Exactly as written, transcribe each record below.

Task input Block Start

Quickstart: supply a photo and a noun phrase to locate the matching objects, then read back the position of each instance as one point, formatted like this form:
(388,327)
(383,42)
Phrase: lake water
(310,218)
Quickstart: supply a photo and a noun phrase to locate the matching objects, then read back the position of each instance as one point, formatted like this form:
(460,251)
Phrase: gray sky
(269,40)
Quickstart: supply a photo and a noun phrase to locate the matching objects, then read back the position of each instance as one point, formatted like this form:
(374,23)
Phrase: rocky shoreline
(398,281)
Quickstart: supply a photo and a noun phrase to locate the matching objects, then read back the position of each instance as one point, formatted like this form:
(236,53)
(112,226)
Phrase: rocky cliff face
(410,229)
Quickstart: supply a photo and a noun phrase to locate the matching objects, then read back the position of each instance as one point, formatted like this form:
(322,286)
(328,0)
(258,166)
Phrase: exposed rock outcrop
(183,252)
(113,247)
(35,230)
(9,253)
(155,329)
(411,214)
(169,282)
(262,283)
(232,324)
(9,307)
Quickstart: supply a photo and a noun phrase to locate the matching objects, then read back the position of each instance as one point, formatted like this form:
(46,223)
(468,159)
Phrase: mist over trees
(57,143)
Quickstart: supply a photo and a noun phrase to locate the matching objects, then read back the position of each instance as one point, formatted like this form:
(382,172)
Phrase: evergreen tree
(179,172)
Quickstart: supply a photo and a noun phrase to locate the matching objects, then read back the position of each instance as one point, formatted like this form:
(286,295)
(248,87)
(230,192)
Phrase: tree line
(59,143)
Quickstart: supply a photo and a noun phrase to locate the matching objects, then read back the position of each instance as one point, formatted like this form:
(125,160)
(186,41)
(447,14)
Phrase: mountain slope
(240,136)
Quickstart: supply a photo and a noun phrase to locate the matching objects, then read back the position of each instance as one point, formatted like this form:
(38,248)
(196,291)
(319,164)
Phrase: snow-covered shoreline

Task input Block End

### Worked solution
Quickstart: supply a photo and a noun phrase to locate the matching objects, then read back the position of each instance as one point, formatted like this form:
(388,327)
(383,42)
Phrase: lake water
(310,218)
Quickstart: supply a photo and a noun phrase to locate the matching objects, then read back the position of each instance as one point, formatted like this form:
(460,251)
Phrase: gray sky
(269,40)
Quickstart: supply a photo and a noun phrase to locate the matching objects, then read back the position of each instance as one point, formatted like this form:
(374,23)
Phrase: rocky shoreline
(398,281)
Quickstart: supply a photo and a noun phrase to locate the matching objects, then read back the position of each instance as one point, formatted like this form:
(236,53)
(112,226)
Phrase: rocky cliff face
(410,229)
Quickstart: supply a photo and a noun phrase to locate the matching objects, then read back the position of each instance as one point, formatted like this form:
(322,286)
(328,0)
(258,166)
Phrase: exposed rock outcrop
(183,252)
(113,247)
(35,230)
(9,253)
(155,329)
(411,214)
(169,282)
(262,283)
(232,324)
(9,307)
Quickstart: supply a photo and a noun phrase to locate the matching objects, then read back the position of each instance as one point, formatted like this form:
(46,223)
(468,159)
Phrase: mist over trees
(57,143)
Quickstart: supply a photo and a noun phrase to locate the matching objects, then read back the position of each instance as one point, formatted like this form:
(382,172)
Phrase: evergreen tree
(179,172)
Quickstart: supply a photo and a noun phrase to locate the matching objects, then read back the position of each instance as one point, formatted like this form:
(286,295)
(248,87)
(230,192)
Phrase: tree line
(59,143)
Quickstart: supply a photo and a noun phrase to locate the matching objects, then read back the position of each instance as one point, formatted like this form:
(125,160)
(186,41)
(447,14)
Phrase: mountain slope
(240,136)
Quickstart: supply a photo and a noun phrase to locate the matching objects, then read back the position of each instance as one point, formatted like this form:
(38,248)
(196,291)
(319,164)
Phrase: snow-covered shoreline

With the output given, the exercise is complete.